_PROVIDED DATA_
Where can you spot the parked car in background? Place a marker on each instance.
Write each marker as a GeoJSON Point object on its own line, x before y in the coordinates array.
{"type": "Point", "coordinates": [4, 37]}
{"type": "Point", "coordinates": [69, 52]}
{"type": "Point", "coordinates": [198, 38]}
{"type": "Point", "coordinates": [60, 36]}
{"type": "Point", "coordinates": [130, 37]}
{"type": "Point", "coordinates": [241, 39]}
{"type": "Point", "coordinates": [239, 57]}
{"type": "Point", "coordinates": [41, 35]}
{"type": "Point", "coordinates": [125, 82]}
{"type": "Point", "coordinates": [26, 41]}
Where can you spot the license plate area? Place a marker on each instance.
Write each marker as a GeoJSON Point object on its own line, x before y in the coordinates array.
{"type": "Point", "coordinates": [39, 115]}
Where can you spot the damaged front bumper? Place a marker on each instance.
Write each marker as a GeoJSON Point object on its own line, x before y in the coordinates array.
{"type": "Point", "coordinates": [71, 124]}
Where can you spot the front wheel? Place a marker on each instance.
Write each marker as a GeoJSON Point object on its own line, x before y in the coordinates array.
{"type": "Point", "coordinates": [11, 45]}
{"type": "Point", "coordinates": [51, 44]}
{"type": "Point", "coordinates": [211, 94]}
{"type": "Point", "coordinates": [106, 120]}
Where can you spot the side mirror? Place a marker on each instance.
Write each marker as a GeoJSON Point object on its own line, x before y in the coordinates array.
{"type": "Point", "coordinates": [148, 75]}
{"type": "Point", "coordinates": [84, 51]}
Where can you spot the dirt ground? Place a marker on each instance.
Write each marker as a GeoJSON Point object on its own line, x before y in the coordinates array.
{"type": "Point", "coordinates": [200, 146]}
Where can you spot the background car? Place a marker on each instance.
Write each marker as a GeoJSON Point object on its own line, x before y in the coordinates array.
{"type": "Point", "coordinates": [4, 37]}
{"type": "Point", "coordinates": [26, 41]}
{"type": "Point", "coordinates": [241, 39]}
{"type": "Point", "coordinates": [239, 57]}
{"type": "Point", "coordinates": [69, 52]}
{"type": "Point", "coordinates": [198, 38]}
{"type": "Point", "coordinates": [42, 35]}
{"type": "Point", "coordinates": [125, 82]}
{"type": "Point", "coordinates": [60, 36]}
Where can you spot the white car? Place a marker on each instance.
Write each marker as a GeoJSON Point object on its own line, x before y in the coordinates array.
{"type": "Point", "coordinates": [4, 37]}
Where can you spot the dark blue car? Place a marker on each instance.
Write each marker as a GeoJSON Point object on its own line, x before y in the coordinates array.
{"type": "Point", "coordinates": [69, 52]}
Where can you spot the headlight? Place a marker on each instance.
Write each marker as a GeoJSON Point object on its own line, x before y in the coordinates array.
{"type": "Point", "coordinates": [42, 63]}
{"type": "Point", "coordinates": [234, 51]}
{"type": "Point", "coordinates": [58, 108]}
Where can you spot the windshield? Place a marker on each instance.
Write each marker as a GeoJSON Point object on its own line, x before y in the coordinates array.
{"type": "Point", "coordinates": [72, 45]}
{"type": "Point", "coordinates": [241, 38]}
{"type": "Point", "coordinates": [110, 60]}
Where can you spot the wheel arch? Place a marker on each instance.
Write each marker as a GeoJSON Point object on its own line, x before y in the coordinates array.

==

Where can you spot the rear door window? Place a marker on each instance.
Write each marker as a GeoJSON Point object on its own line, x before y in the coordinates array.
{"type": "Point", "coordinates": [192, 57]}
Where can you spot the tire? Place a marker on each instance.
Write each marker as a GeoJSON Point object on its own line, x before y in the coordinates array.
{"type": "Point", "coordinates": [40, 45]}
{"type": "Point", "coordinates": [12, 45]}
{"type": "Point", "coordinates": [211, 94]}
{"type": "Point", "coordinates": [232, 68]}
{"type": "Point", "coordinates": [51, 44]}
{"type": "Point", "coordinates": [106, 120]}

_ACTIVITY_
Lines above that have "wheel": copy each of them.

_EXERCISE RESULT_
Where can you spot the front wheel? Place a marker on each instance.
Where can you spot the wheel arch? Place a marker on each instance.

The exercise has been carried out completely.